§ **STATED GOAL 1**:
In the college football post, where do the oddsmakers rank West Virginia?
§ **STATED GOAL 2**:
Check each statement against the college football post. For each, answer yes or no and quote the words that decide it. (a) The writer watched many games over the weekend. (b) The LVSC guys advise sports books instead of setting the lines. (c) Texas is second in the oddsmakers' poll.
§ **STATED GOAL 3**:
Repeat word for word the part of the college football post that begins at "Games Seen: Auburn-UF, BC-VT, and" and stops after "help is requested.".

§ **PAGE EXTRACT**:
Games Seen: Auburn-UF, BC-VT, and Michigan-PSU.
Note: I hardly saw anything this weekend due to a road trip and hate the ballot above; help is requested.
So Dan Steinberg of the DC Sports Bog -- no, that's not a typo, and yes, I am somewhat upset at Mr. Steinberg that I have to explain this, but no, as the proprietor of something called "MGoBlog" I have little room to complain and yes, this is a long aside indeed, isn't it -- has posted an "Oddsmaker's Top 25" the past couple weeks. (Note to anyone wishing to deploy the "Vegas sets lines for action, not based on who they think will win" argument:
Also bear in mind that these guys don't set the lines; they advise sports books. The sports books will then take into account things like popularity and fan base, but these LVSC guys are going strictly based on their analysis, as I understand it.
That's from the comments of the above link, if you're searching from it.) He debuted it with the OMG controversial(!) assertion that maybe we should use the wiseguys to determine the composition of the BCS:
I don't see how you could argue with this. If the oddsmakers say West Virginia is the 13th-best team in the country (as they do), how can they possibly be considered for the national championship game? And if the oddsmakers say Texas is the second-best team (as they do), well, get ready for a Ohio State-Texas rematch.
Texas blogs, noticing Texas is #2 in the Oddsmaker's poll, think this is just brilliant:
Now this is interesting. And about the sexiest idea I've heard in well over a year.
(OMG Justin Timberlake is sooooo going to PWN you, BON.) In related news, CFR spanks the BCS for placing the unimpressive-to-date Trojans #2, in the process succinctly stating the criteria he and many others would like to see employed:
And yet, that's not really what should be considered when humans (through the AP and Coaches polls) rank a team.
Who is best? Put them No. 1. Who is next best? Put them No. 2. Continue until you're at No. 25. Repeat the next week.
This is the principle that is theoretically the basis for all BlogPoll rankings. It is a useful an interesting thing to see deployed by a team of experts who make their living at this. Its earthly avatar is the Oddsmaker's Top 25.
And it must never, ever be suffered to determine a matchup as piddling as that of the Motor City Bowl. The proof of this lies before your eyes. The most recent top ten:
1. Ohio State (7-0) (1)
2. Texas (6-1) (9)

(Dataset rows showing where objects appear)

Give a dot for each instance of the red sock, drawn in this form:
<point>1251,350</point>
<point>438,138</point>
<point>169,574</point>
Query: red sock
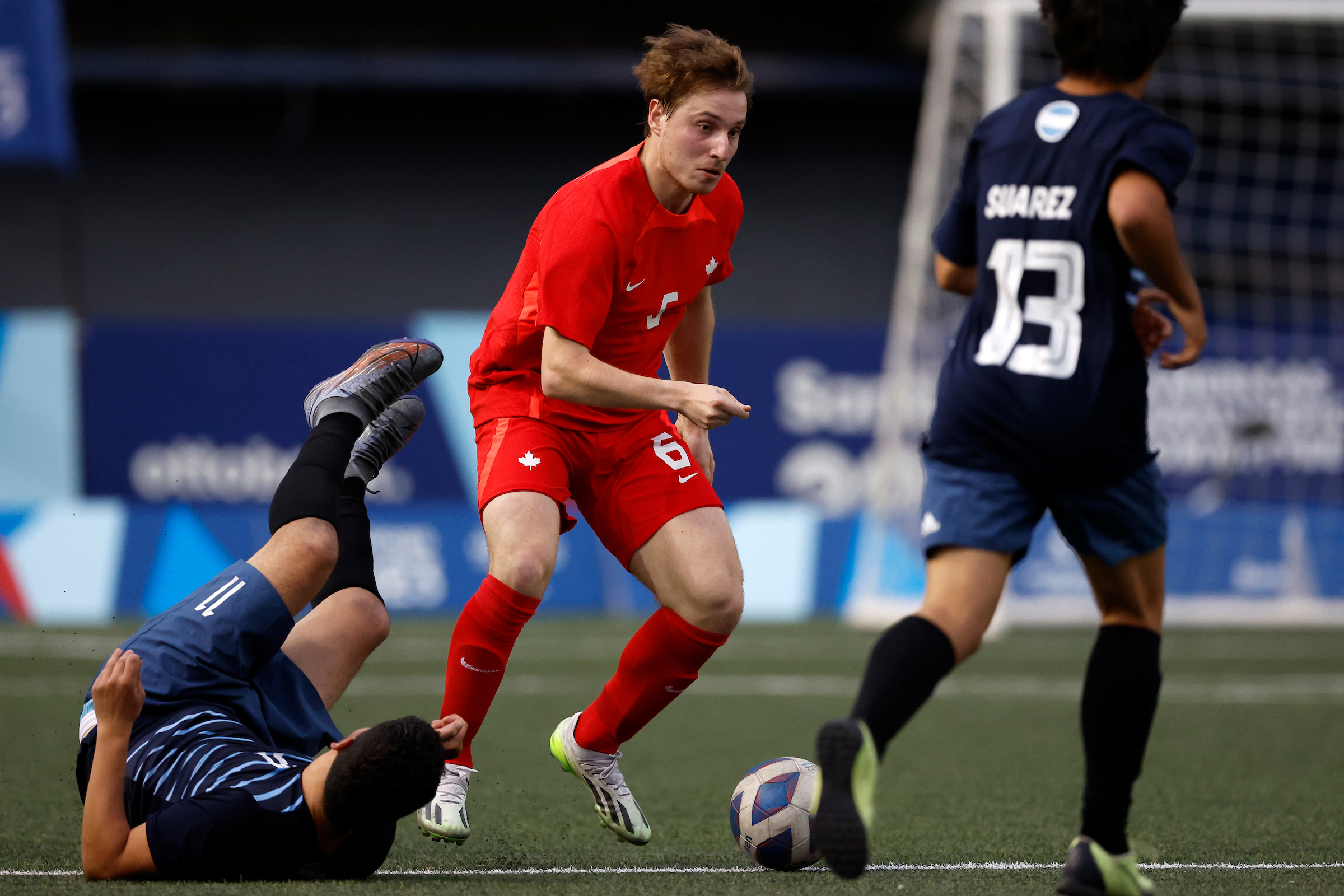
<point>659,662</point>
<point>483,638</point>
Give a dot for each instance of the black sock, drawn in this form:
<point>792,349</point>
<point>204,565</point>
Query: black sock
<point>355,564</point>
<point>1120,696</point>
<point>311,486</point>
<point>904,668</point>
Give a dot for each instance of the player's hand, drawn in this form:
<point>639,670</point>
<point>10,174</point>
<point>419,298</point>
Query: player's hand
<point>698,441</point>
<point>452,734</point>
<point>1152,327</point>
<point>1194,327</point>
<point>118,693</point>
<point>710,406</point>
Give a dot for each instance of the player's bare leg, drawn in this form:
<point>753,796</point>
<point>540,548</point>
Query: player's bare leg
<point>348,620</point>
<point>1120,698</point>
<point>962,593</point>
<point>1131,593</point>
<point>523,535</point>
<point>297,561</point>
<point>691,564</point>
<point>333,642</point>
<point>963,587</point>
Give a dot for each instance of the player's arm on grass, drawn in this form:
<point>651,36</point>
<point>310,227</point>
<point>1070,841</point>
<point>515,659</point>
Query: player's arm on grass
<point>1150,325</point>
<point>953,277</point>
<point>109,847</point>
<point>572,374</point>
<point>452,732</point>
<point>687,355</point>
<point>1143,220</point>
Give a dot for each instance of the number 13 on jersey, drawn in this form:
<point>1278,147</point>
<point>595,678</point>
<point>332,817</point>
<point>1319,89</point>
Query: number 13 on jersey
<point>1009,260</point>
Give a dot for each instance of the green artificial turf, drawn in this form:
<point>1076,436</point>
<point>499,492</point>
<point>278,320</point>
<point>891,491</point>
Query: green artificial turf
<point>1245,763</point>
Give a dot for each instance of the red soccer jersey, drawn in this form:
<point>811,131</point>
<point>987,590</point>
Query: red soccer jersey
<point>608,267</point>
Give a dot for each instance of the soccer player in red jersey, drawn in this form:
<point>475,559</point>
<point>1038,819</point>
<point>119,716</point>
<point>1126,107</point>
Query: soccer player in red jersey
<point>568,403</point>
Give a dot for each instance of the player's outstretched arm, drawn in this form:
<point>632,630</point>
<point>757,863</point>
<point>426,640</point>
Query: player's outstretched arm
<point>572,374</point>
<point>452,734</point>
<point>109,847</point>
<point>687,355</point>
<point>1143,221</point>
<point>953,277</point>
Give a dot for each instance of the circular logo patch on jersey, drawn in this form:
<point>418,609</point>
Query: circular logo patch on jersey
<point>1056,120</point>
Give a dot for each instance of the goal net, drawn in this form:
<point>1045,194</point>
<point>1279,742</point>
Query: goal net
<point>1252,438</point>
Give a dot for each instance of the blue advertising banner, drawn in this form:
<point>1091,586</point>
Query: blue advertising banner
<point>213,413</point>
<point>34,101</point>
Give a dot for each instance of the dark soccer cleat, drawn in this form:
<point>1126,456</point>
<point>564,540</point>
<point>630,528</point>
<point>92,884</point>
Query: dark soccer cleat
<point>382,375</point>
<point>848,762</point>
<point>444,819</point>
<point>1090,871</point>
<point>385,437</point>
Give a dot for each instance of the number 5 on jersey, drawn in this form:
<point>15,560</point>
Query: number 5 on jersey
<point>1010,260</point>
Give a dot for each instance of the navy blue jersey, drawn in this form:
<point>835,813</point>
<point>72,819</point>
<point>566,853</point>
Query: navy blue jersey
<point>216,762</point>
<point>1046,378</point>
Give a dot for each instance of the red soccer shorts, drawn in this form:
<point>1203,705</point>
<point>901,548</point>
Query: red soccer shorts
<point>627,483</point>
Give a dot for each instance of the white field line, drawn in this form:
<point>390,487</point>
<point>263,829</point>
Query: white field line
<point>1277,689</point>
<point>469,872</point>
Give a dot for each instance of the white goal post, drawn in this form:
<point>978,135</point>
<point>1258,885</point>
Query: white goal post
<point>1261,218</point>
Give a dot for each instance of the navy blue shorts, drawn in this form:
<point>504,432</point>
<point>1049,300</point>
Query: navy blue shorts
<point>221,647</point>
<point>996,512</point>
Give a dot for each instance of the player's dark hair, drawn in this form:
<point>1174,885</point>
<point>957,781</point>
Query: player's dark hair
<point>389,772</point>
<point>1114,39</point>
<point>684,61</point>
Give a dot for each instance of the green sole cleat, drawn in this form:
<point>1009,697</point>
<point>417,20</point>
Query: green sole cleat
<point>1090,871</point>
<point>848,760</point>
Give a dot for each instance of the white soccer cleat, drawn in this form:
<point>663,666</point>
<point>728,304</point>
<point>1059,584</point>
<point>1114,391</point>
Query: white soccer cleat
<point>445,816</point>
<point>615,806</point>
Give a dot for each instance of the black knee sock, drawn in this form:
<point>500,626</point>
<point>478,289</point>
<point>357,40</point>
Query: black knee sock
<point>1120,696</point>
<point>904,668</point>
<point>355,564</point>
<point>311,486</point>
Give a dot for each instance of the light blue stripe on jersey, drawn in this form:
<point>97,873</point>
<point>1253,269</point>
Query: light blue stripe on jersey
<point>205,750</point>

§ **OUTPUT 1**:
As the 13th-best team in the country.

§ **OUTPUT 2**:
(a) No: "I hardly saw anything this weekend due to a road trip"
(b) Yes: "these guys don't set the lines; they advise sports books."
(c) Yes: "noticing Texas is #2 in the Oddsmaker's poll"

§ **OUTPUT 3**:
Games Seen: Auburn-UF, BC-VT, and Michigan-PSU.
Note: I hardly saw anything this weekend due to a road trip and hate the ballot above; help is requested.